▸ **Input data**:

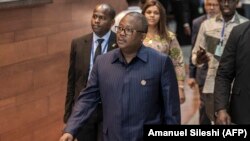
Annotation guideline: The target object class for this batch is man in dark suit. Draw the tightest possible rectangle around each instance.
[64,4,116,141]
[60,12,180,141]
[188,0,220,124]
[214,22,250,124]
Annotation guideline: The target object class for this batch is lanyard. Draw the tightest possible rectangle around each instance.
[220,21,226,46]
[91,41,109,63]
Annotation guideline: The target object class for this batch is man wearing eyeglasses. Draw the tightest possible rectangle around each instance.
[60,12,180,141]
[64,4,116,141]
[187,0,220,125]
[192,0,247,123]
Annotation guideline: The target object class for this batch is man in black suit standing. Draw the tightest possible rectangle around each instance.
[214,22,250,124]
[64,4,116,141]
[188,0,220,124]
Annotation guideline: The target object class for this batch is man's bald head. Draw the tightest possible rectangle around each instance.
[94,3,116,19]
[122,12,148,33]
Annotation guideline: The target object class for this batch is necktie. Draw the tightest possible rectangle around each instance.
[94,39,104,62]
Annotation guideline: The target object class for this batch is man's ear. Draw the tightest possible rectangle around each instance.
[111,19,115,27]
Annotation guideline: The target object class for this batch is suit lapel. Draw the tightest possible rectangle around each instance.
[81,33,93,73]
[107,31,117,51]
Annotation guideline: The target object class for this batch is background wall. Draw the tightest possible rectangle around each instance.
[0,0,127,141]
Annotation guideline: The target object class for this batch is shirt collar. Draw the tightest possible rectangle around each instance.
[112,45,148,63]
[93,31,111,42]
[128,6,141,11]
[216,12,240,23]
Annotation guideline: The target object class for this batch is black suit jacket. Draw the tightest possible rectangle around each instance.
[171,0,204,46]
[214,22,250,124]
[64,32,116,123]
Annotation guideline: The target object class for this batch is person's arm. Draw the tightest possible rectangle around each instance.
[181,0,191,35]
[63,41,76,123]
[214,29,239,124]
[169,37,186,104]
[187,20,199,88]
[192,22,209,67]
[161,57,181,124]
[64,57,100,137]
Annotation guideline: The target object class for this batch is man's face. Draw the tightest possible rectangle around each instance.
[116,15,145,52]
[205,0,220,17]
[91,6,114,37]
[218,0,238,16]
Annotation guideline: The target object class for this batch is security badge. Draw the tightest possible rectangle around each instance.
[141,80,147,86]
[215,44,222,57]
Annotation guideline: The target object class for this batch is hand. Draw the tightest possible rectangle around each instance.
[59,133,73,141]
[196,47,209,65]
[179,88,186,104]
[215,110,231,125]
[187,78,196,88]
[184,26,191,36]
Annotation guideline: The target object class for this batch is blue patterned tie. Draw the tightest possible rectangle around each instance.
[94,39,104,62]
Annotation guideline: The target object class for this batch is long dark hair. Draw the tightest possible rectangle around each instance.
[142,0,171,42]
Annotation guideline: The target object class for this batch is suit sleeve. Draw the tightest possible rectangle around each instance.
[161,55,181,124]
[192,22,206,66]
[214,29,239,112]
[189,20,199,78]
[64,57,100,136]
[63,41,76,123]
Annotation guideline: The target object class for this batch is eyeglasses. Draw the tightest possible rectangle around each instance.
[205,3,219,7]
[115,26,146,35]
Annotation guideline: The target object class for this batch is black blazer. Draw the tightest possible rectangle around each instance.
[64,32,116,123]
[214,22,250,124]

▸ **Given request**: Reproduce the records above verbatim, line for line, omitting the pictures from your reply.

▸ **Solved exercise**:
Annotation guideline: The target object class for this batch is man in dark suit. Draw the tightest possible rectangle around each instance.
[64,4,116,141]
[60,12,180,141]
[188,0,220,124]
[214,22,250,124]
Annotation guideline: The target object class for this batch is lanyard. Draw the tightest possible rectangle around each instance.
[220,21,226,46]
[91,41,109,63]
Annotation guideline: The target object class for this batch is man wearing eyeglasses. Draw the tightest possible rectangle around each instance.
[60,12,180,141]
[64,4,116,141]
[187,0,220,125]
[192,0,247,123]
Annotation guideline: The target object class for this batch is man in black suit standing. Draw the tightest possible rectangle around each instance.
[214,22,250,124]
[64,4,116,141]
[188,0,220,124]
Annotation guideline: The target object class for this batch is man's bald head. Draw the tightest possible rectangle around each instance.
[94,3,116,19]
[122,12,148,33]
Annotation guideline: The target object class for this batch is necktie. Draw the tightest possible rectangle around each instance.
[94,39,104,62]
Annotation guideline: The target object class for this batch is man's ear. Draw the tightest possible rectangle around each instance.
[111,19,115,27]
Annotation guideline: The target object class for this batch is suit lapel. Draw the tightest possible rectangle around each instance.
[81,33,93,73]
[107,31,117,51]
Annotation guideline: The target object class for this batch is background wall. Draw the tightest possible rectangle around each instance.
[0,0,127,141]
Annotation guideline: The target object class for this batch is shirt collar. Draw the tightest possible rectangle around each instance.
[112,45,148,63]
[93,31,111,42]
[128,6,141,11]
[216,12,240,23]
Annotation guideline: The target object class for this batch is black suit jacket. Draw the tightest possible rectangle around each instance.
[171,0,204,46]
[214,22,250,124]
[64,32,116,123]
Annotation guideline: The target object class for this batch is person's arm. Draw the tightest possible rectangle around each instance.
[181,0,191,35]
[63,41,76,123]
[214,29,239,124]
[169,37,186,104]
[187,20,199,88]
[192,22,209,67]
[161,57,181,124]
[64,57,100,137]
Annotation guideline: The target object class for this batch is man's face. Draw the tightest possible rectangle around each instance.
[116,15,145,52]
[205,0,220,17]
[91,6,114,37]
[218,0,238,16]
Annotation guideline: The target object class for this batch is security badge. Draw the tightest possible rectangle around each instance.
[141,80,147,86]
[215,44,222,57]
Annotation guideline: The target object class for this batch is hand. Draw the tightest possible rectangle around each instance.
[59,133,73,141]
[196,47,209,65]
[179,88,186,104]
[215,110,231,125]
[187,78,196,88]
[184,26,191,36]
Annotation guideline: The target object class for this batch is blue patterned tie. Draw the tightest possible rectangle around each instance.
[94,39,104,62]
Annotation guideline: The target object class for this batch is long dark hair. Draw the tightest possible rectangle around each instance.
[142,0,171,42]
Annotation guideline: The target object class for this batch is suit sleeve. Draw the tightest possible rectangle around each instance.
[161,55,181,124]
[192,22,206,66]
[214,29,239,112]
[189,20,199,78]
[64,57,100,136]
[63,41,76,123]
Annotation guideline: The target object class for this batch is eyeglasses. Draw the tightest possible rectangle around each instance.
[205,3,219,7]
[115,26,146,35]
Annotation guideline: The target object class for this batch is black blazer. Draw the tightest possible rectangle around each instance.
[64,32,116,123]
[214,22,250,124]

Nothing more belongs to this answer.